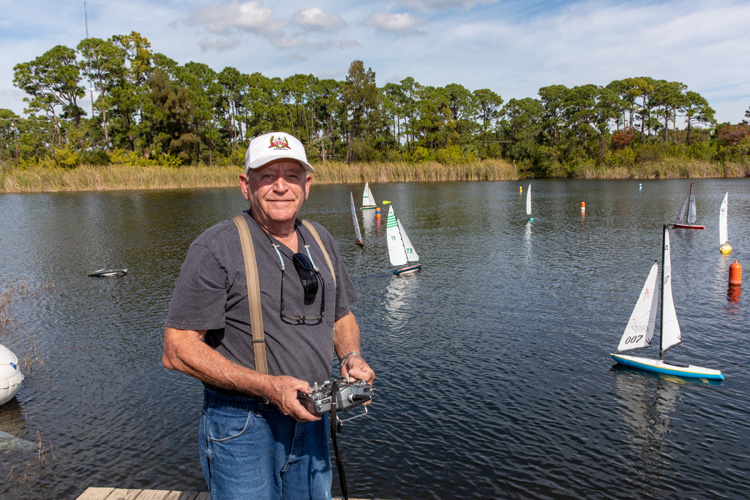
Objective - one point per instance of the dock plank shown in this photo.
(98, 493)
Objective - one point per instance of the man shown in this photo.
(256, 440)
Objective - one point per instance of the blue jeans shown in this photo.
(250, 450)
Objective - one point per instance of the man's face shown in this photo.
(276, 191)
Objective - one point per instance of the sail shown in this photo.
(670, 327)
(640, 329)
(354, 218)
(723, 233)
(681, 213)
(691, 209)
(411, 254)
(396, 250)
(528, 200)
(367, 199)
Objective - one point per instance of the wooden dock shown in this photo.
(121, 494)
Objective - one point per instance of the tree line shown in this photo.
(148, 109)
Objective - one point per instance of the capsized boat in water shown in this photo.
(10, 375)
(102, 273)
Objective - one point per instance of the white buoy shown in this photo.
(10, 375)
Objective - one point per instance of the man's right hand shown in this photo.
(283, 393)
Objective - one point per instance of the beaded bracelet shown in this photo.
(353, 353)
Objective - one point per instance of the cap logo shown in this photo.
(279, 144)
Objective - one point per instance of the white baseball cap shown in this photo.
(275, 146)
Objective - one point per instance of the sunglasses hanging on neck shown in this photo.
(310, 279)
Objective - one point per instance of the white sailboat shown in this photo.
(368, 201)
(10, 375)
(357, 232)
(528, 202)
(725, 247)
(640, 330)
(400, 250)
(689, 206)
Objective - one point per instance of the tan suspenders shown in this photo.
(253, 287)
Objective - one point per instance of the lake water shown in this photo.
(493, 372)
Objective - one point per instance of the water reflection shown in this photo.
(397, 299)
(648, 403)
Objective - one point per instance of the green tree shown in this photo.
(52, 80)
(521, 126)
(668, 97)
(553, 101)
(103, 63)
(696, 110)
(361, 97)
(9, 135)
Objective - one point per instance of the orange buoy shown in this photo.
(735, 273)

_Problem description_
Rewrite all of the material above, replacing each "Objective" with "Goal" and leaving everything else unchanged. Do not include the pictures in your answer.

_Task solution_
Goal - one point per instance of the dock plank shown in this photo.
(98, 493)
Goal - one point per instance of the man shown in this photo.
(256, 440)
Goal - one point per instance of the blue jeans shown in this photo.
(250, 450)
Goal - one point per instance of the man's face shown in this photo.
(276, 191)
Goal - one point per instance of the sail shown in this photo.
(670, 327)
(640, 329)
(354, 218)
(723, 233)
(681, 213)
(691, 209)
(411, 254)
(396, 250)
(528, 200)
(367, 199)
Goal - one point per instance of the wooden dock shown in this photo.
(121, 494)
Goal - one point per instance of the tree line shown in this photo.
(148, 109)
Goal - one point per instance of the capsized boat in water shown in this photo.
(10, 375)
(102, 273)
Goal - one point per instance of the white buoy shown in this photo.
(10, 375)
Goal - one point per instance of the man's right hand shown in this photo.
(283, 393)
Goal - one point per instance of the beaded bracelet shown in this photo.
(353, 353)
Goal - one point per instance of the cap logo shown in this photo.
(279, 144)
Goal - one point per instance of the white baseball cap shown in this photo.
(275, 146)
Goal - one point per instance of the sunglasses hanging on neck shown in this photo.
(310, 279)
Goal - one point per instance of the white sailboat shown in this photo.
(368, 201)
(10, 375)
(357, 232)
(528, 202)
(725, 247)
(640, 330)
(400, 250)
(689, 206)
Goal - one point per instance of the tan suspenders shown in this photo.
(253, 287)
Goal - one point per instance of the lake water shown in this photo.
(493, 372)
Goal - one point per instance of the water reflection shown in this photo.
(397, 299)
(648, 403)
Goal - one point per instance of the green tree shown in this photo.
(52, 80)
(521, 126)
(668, 97)
(553, 101)
(103, 63)
(696, 110)
(361, 97)
(9, 135)
Goal - one point per instance of the orange buoy shown in this photo.
(735, 273)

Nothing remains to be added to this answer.